* _Task requirements_
**1.** The article on the This Is Us episode 'Vietnam' names some plotlines as "gold" and others as "lead balloons." List every plotline it calls a lead balloon.
**2.** Answer these questions from the article on the This Is Us episode 'Vietnam':
(a) Which episode resolved the mystery of how Jack died?
(b) What caused Jack's death, according to the article?
(c) What rank did Jack hold in Vietnam?
**3.** Pick up the article on the This Is Us episode 'Vietnam' where it leaves off and keep writing.

* _Page text_
----

Not all plotlines are created equal. Over two-and-a-bit seasons, This Is Us has given us gold like the genesis of the Big Three, Randall’s relationship with his birth father, and of course Jack and Rebecca’s love story for the ages. But it’s also given us lead balloons like Kate’s canine complex, Kevin in pretty much all of season two and… Miguel.
No story quite outstayed its welcome, though, like how Jack died. And with that drawn-out mystery mercifully laid to rest in last year’s ‘Superbowl Sunday’, This Is Us was finally free to advance the Pearson patriarch plot beyond the question of what did him in (spoiler: it was a faulty slow cooker and a faultier heart).
‘What makes Jack Jack?’ has always been the more interesting question, and so was that proved once again by ‘Vietnam’, a haunting hour that told us more about the character than a thousand morbid theories ever could. Some doubted This Is Us would find use for Jack following his death, when in fact this unforgettable journey through his past was just the jolt of life the show needed.
Here are its five most outstanding moments.
The night siege
We’d already gotten glimpses that Jack saw far more action in Vietnam than he was willing to admit. Now we know he was a staff sergeant, and very much ‘in the shit.’ Jack firing into the darkness as a wall of gunfire ambushes his platoon is among the episode’s most confronting evidence.

----

* _Collected data entries_
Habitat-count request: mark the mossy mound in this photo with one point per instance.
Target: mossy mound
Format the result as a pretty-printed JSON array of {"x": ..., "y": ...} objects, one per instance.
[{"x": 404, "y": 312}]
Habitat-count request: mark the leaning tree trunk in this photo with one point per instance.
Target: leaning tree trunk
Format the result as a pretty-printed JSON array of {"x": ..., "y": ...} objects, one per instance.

----

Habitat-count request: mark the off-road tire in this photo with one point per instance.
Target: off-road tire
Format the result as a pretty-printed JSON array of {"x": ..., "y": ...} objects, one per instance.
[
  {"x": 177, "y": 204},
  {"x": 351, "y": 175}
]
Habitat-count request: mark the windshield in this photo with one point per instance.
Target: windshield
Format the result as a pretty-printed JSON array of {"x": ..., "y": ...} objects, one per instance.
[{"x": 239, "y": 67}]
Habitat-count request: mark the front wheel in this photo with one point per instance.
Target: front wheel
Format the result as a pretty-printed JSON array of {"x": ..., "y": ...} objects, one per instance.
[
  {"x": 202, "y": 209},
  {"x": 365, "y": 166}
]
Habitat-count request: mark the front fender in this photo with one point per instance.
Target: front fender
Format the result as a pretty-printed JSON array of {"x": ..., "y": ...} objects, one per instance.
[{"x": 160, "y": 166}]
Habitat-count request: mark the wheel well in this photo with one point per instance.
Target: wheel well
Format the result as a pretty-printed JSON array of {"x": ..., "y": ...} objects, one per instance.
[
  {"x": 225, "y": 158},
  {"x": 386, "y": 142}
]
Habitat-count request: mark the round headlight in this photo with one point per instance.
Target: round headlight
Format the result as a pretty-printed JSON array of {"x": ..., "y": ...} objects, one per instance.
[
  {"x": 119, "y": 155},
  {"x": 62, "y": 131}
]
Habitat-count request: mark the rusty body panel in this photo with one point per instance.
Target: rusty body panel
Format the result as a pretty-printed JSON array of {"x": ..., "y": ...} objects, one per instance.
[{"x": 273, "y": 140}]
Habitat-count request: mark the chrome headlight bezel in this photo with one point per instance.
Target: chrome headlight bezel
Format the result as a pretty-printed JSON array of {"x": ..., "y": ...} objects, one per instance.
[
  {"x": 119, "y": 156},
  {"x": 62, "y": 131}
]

----

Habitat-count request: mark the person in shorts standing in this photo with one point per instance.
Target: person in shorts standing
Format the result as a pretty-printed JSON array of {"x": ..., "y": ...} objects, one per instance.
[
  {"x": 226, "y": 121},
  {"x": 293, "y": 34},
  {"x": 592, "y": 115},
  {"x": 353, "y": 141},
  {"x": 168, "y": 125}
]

----

* _Answers_
**1.** Kate's canine complex; Kevin in pretty much all of season two; Miguel

**2.**
(a) 'Superbowl Sunday'
(b) A faulty slow cooker and a faultier heart
(c) Staff sergeant

**3.**
“Jack... breathe”
‘Vietnam’ is full of powerful callbacks to earlier episodes, and one of the most potent reveals is where “breathe” originated – the simple instruction Jack passed down to Randall, who in turn used it to comfort William on his death bed. The word doesn’t need to be audible for you to hear it echoing through generations of the Pearson family.
October 18
One of the most tense sequences This Is Us has ever done is also one of its simplest: the Pearson brothers in a bar, anxiously waiting to see if Nicky’s number is called in the Draft Lottery. Time seems to stop when his ill-fated birthday is announced, and the realisation on their fallen faces is utterly devastating.
Not all heroes wear capes
The timeline winds back to Jack and Nicky’s adolescence, with the younger brother summoning all his courage to try and protect his mother from their abusive father. As Pearson Senior moves to swipe him aside, in steps Jack between them, his eyes telling him in no uncertain terms to walk away.
The medical history
Jack getting checked out by the family physician yields a double-shock: not only do we discover he’s always had heart problems, but also that he wasn’t drafted to serve in Vietnam, he voluntarily enlisted - to protect his brother. “It’s my job to take care of him”, Jack tells the doc, our hearts now broken too. “That is my only job.”